**GOAL OF THE EXERCISE**
Output the records that follow exactly as they are written.

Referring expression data
────

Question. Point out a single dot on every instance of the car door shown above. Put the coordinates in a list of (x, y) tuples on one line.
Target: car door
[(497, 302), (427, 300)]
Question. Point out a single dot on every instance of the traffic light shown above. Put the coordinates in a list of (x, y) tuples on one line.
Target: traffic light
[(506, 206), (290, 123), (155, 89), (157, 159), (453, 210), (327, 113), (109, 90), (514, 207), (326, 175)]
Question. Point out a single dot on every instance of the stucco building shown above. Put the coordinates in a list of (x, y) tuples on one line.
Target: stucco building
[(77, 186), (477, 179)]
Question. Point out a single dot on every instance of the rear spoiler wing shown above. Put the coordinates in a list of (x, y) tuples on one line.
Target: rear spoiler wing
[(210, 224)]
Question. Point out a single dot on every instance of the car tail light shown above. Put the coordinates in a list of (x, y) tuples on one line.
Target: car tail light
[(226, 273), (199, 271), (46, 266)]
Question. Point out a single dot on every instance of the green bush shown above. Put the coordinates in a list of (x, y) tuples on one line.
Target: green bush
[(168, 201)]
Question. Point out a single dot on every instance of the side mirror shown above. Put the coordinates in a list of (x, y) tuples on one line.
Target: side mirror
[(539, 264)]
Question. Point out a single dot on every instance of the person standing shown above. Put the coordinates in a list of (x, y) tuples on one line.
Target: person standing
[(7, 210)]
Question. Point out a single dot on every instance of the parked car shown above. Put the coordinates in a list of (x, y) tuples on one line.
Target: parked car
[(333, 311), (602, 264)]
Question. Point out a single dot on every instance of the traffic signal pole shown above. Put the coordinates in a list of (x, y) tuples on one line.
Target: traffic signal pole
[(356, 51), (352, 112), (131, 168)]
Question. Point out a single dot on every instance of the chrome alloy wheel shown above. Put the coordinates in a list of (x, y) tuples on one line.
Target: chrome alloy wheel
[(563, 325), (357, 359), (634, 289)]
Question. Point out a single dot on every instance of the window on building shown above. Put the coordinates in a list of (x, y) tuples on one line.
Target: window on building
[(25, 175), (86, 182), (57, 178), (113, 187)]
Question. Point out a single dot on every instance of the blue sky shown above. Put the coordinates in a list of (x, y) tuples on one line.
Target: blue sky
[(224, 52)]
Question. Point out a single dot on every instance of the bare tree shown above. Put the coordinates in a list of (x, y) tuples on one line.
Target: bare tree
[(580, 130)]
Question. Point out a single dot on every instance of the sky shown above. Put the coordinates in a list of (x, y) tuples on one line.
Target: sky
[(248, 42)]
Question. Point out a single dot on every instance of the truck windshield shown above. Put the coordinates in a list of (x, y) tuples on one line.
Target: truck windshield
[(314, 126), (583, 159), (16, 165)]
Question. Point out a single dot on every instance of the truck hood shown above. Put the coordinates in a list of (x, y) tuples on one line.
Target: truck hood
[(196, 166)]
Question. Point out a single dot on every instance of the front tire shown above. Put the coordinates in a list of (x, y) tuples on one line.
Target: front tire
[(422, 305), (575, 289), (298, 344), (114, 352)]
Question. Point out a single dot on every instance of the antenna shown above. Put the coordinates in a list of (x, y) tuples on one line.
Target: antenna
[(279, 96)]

────

**REPLY TO THE EXERCISE**
Question. Point out a single dot on every instance of the car door shown above. Put the coordinates in a list of (x, y) tuples on one line.
Target: car door
[(497, 302), (427, 300)]
Question. Point out a single dot on every instance of the traffic light shown above. Put the coordinates in a list of (x, y) tuples on one line.
Target: traffic light
[(506, 206), (290, 123), (155, 89), (157, 159), (453, 210), (327, 113), (109, 90), (514, 207), (326, 175)]
Question. Point out a single dot on every instance of the stucco building shown above. Put the coordinates in a list of (x, y) tuples on one line.
Target: stucco building
[(77, 186), (477, 179)]
Question. Point out a single dot on every instance of the rear spoiler wing shown above. Put the coordinates in a list of (x, y) tuples on one line.
Target: rear spoiler wing
[(210, 224)]
Question. Point out a single dot on every instance of the car tail light shown above. Put the coordinates in a list of (x, y) tuples on one line.
Target: car tail light
[(226, 273), (199, 271), (46, 266)]
Question. Point out a single dot on every instance of the green bush shown above. Put the coordinates in a list of (x, y) tuples on one line.
Target: green bush
[(168, 201)]
Question. Point out a single dot on every instance of the side mirror shown above. Put the coordinates in a list of (x, y) tuples on one line.
Target: side mirror
[(539, 264)]
Question. Point out a single dot on every instance of the person standing shown above. Put the coordinates in a list of (x, y) tuples on one line.
Target: person standing
[(7, 210)]
Question. Point out a single dot on every instance of the parked car shown above. Put the coordinates in a list of (x, y) tuples on one line.
Target: parked car
[(333, 311), (602, 264)]
Question. Point out a single dot on every instance of the traffic signal pole shown above. Put the coordinates in a list of (x, y) tuples on one line.
Target: traffic signal pole
[(356, 51), (352, 112), (131, 168)]
Question. Point out a single dot on every instance of the chrome alloy wheel shown above. Put the coordinates in a list of (x, y) tuples on one line.
Target: chrome alloy wheel
[(563, 325), (357, 359), (634, 289)]
Question. Point out a single dot on every instance of the window on building shown above. Put the coordinates in a list of (x, y) tuples on one line.
Target: window on building
[(25, 175), (86, 182), (57, 178), (113, 187)]
Question. Point out a single dot on every instance of the blue sky shown above. Put the coordinates in a list of (x, y) tuples on one line.
Target: blue sky
[(224, 52)]
Question. Point out a single dot on every instance of the bare tree shown above. Put the coordinates in a list of (x, y) tuples on one line.
Target: bare tree
[(580, 130)]
Question. Point out a single dot on every instance of the sky shown above. Put the coordinates in a list of (x, y) tuples on one line.
Target: sky
[(248, 42)]
Question. Point out a single dot on every instance of the truck windshield shown above. Put the coordinates in a list of (x, y) tuples on one line.
Target: truck windshield
[(314, 126), (583, 159), (16, 165)]
Question. Point out a single dot on every instance of the truck hood shown above. Put the coordinates in a list of (x, y) tuples on one line.
Target: truck hood
[(196, 166)]
Question. Point out a single dot on every instance of the front tire shown above. Put the coordinates in a list of (x, y) tuples on one line.
Target: front tire
[(422, 305), (575, 289), (298, 344), (114, 352)]
Question. Point out a single dot on every instance of the antenna shown above. Put the coordinates in a list of (x, y) tuples on one line.
Target: antenna
[(279, 96)]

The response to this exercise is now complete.